Sorry to enter the discussion a little late ...
First, I'm not clear what Simon meant by "first class abstractions"
in this comment
Several proposals suggest first class abstractions rather that
first-class patterns. Here are the ones I know of ...
Second, I completely agree with Claus in his comment here that my
"First Class Patterns"
paper is definitely related to, and not orthogonal to view patterns:
The "big idea" of my paper was to stop the growing complexity of
the pattern-language
of Haskell. The idea was to use the abstraction capabilities of
the language along
with some simple syntactic sugar to give us 'pattern omnipotence'.
However, my approach could be seen as orthogonal in that I did not
propose
to change Haskell patterns. Instead, I suggested some additional
syntax that could
serve as a replacement for complicated uses of patterns.
Strangely, for other reasons, I'm planning, within a week or so, to
start implementing
the "pattern-binder" syntax I discussed in the paper (either in GHC
or as a pre-processor).
- Mark
Claus Reinke wrote:
3 what you call first class abstractions are not entirely
orthogonal to view patterns.
taking Tullsen's and my own proposal as examples:
- the way patterns and alternatives are handled needs to fit
together. that doesn't
seem to be a problem since your and our proposals agree on
using what I call
a monadic data parsing framework (using a MonadPlus such as
Maybe to handle
pattern match failure and alternatives)

# Task brief
Please proceed with the message about Haskell patterns, picking up right after its final line. The listing is separate material with no connection to the message about Haskell patterns.

Collected data entries
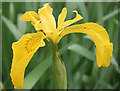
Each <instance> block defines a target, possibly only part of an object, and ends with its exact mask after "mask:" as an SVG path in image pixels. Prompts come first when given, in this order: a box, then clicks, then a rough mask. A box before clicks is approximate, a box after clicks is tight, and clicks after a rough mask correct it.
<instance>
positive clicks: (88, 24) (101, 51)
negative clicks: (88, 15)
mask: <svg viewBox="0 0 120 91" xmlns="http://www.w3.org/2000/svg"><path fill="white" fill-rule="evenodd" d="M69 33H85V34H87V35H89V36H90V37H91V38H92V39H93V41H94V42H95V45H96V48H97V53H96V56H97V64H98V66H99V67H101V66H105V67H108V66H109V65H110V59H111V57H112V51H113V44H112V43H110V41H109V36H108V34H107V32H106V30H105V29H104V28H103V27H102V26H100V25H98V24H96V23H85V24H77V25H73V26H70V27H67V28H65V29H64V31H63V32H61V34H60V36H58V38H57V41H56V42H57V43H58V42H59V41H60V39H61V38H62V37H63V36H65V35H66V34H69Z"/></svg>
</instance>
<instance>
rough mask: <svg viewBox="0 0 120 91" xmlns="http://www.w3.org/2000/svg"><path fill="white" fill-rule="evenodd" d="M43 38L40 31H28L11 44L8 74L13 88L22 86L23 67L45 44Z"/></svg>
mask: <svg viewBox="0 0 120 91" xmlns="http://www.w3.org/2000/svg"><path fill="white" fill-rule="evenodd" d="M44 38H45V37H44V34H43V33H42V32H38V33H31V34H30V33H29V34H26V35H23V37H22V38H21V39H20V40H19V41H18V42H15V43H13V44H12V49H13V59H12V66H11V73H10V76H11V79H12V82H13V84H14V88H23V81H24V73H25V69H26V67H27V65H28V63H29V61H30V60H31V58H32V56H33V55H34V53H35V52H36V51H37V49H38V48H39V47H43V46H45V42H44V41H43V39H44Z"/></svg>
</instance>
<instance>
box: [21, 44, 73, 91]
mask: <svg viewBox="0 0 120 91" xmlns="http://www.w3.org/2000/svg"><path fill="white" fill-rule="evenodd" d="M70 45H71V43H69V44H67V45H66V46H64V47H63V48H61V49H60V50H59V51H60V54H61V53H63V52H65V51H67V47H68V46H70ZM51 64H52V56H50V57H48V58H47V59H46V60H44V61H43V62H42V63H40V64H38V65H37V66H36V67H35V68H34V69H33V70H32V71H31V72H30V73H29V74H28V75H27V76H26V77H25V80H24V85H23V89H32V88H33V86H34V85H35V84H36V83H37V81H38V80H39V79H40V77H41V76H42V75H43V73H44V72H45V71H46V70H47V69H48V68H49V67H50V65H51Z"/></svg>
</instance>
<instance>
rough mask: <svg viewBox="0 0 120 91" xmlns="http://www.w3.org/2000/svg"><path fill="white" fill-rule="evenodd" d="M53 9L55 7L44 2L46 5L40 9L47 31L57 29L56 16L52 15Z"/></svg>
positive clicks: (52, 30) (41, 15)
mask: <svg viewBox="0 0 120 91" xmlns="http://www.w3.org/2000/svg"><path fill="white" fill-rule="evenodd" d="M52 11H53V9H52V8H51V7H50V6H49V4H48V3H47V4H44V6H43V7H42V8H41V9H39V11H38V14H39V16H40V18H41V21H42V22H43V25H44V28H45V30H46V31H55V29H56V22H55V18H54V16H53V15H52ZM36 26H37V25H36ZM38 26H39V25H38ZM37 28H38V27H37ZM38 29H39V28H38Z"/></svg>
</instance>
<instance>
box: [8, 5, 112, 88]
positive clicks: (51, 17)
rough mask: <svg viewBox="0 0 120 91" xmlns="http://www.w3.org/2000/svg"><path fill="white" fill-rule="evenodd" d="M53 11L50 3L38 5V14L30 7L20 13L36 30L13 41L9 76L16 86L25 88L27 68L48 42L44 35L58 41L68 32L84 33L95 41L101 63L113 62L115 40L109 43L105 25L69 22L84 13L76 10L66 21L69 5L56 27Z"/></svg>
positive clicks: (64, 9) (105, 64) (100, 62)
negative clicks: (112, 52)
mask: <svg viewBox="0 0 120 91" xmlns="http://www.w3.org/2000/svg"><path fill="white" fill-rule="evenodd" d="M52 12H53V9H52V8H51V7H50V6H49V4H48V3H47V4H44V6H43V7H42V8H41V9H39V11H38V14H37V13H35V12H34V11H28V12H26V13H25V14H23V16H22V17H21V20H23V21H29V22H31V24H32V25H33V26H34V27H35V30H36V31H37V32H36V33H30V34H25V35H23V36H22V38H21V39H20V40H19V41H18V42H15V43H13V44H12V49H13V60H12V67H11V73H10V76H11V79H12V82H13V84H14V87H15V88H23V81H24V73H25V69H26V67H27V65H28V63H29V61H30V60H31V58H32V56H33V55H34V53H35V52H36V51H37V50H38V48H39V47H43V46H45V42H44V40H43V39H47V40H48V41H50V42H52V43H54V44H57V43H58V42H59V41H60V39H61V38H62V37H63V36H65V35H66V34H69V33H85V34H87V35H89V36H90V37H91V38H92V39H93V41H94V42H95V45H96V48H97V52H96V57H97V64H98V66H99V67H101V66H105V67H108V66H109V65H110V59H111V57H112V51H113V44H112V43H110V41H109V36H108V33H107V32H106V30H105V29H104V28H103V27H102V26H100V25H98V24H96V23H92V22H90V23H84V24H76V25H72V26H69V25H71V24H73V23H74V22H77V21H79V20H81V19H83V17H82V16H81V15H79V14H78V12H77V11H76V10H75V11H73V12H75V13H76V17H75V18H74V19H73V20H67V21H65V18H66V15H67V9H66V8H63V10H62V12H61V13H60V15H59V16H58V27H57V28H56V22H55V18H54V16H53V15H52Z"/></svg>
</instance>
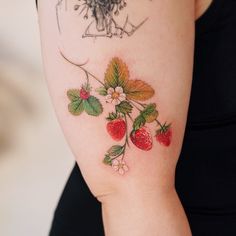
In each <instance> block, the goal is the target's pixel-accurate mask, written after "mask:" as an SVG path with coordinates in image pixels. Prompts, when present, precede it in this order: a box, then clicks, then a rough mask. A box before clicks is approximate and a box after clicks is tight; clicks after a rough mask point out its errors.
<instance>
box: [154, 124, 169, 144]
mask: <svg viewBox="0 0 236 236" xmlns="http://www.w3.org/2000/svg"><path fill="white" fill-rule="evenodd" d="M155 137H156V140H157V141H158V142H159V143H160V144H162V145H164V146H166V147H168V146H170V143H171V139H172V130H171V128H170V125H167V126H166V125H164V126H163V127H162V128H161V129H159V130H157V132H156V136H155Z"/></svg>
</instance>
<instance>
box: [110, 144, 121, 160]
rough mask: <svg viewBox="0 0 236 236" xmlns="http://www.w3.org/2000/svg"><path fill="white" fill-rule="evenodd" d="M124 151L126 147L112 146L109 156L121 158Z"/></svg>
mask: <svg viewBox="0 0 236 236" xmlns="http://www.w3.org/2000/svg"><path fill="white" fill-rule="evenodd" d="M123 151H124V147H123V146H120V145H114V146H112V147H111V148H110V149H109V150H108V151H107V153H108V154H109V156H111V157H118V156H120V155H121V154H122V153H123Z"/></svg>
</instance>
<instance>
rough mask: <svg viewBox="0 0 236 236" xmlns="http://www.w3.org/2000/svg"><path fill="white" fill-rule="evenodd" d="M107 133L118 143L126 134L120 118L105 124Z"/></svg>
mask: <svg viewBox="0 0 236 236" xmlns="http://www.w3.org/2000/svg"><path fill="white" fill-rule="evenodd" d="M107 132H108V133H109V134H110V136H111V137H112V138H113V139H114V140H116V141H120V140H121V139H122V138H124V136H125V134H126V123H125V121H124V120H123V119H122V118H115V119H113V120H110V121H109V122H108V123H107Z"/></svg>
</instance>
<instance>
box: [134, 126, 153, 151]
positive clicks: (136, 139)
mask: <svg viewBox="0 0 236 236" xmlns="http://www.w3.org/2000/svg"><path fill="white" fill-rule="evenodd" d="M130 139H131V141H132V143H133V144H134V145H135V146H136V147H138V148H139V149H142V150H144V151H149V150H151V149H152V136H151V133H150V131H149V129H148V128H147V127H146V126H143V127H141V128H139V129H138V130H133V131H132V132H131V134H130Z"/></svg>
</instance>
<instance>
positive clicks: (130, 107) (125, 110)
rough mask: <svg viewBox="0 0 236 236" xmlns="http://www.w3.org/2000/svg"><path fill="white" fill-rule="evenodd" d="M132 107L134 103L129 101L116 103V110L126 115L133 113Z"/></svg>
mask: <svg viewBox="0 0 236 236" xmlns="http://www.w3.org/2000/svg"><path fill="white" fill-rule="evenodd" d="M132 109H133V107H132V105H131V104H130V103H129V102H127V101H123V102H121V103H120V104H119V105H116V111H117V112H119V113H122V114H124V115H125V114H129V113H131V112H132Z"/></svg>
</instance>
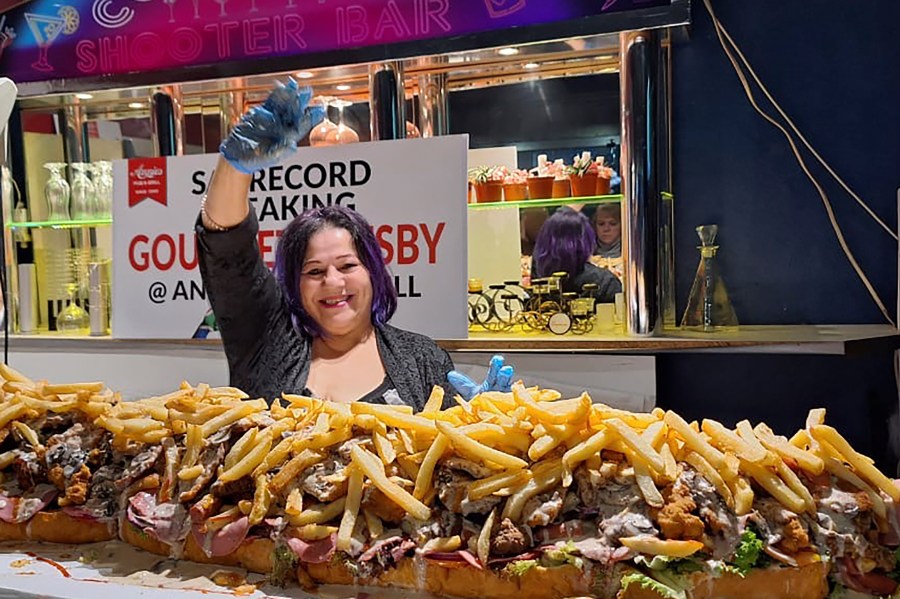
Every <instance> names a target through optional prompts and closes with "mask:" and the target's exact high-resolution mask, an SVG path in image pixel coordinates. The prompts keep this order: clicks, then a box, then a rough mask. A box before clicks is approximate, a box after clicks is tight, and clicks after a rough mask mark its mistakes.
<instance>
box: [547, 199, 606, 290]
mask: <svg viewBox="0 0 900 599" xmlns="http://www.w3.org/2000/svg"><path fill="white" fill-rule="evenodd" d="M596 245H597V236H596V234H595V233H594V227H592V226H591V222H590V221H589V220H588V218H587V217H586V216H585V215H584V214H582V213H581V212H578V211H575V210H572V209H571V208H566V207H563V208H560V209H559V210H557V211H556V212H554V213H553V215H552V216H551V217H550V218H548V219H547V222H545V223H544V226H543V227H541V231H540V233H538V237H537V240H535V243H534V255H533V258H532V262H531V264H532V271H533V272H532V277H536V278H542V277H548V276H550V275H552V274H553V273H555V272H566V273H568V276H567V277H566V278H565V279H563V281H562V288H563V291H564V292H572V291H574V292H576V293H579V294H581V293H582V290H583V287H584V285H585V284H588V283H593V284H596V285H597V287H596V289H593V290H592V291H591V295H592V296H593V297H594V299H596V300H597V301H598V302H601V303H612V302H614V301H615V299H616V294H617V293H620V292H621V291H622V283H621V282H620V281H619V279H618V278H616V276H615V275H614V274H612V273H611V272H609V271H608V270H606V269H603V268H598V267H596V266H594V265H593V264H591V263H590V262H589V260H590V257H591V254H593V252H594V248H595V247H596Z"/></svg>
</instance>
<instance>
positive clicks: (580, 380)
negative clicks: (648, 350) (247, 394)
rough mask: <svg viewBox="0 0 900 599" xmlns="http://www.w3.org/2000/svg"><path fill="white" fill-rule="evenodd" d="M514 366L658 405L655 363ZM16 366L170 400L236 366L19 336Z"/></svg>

# Exercise output
- all three proposals have discussed how to handle patterns as
well. For Tullsen,
that is central to his proposal, for me, it was only one of the
more advanced
examples because I wanted to focus on match alternatives first.
Tullsen first builds his pattern combinators, then outlines a
point-free style that
avoids the need for pattern variables althogether but does not
seem to scale well,
then suggests syntactic sugar for translating patterns with
variables into applications
of his combinators. So that last part is closely related to, if
different from, your
proposal.
In my example, I build up patterns from de-constructors (which
use tests and
selectors), so that a cons pattern takes a head pattern and a
tail pattern as
parameters and applies them to the head and tail if it is
applied to a non-empty
list. To handle variables, I use an old trick from the early
functional logic
languages, namely that logic variables can be passed unbound,
then bound to
values later, just what we need for pattern variables. Since
Haskell doesn't
have logic variables, I have to simulate them, which is the
only awkward bit
of the example:
http://www.haskell.org/pipermail/haskell-prime/2006-November/
001915.html
as long as Haskell doesn't support logic variables, some syntactic
sugar for
variables in nested patterns, such as Tullsen's or your's, is
probably inevitable.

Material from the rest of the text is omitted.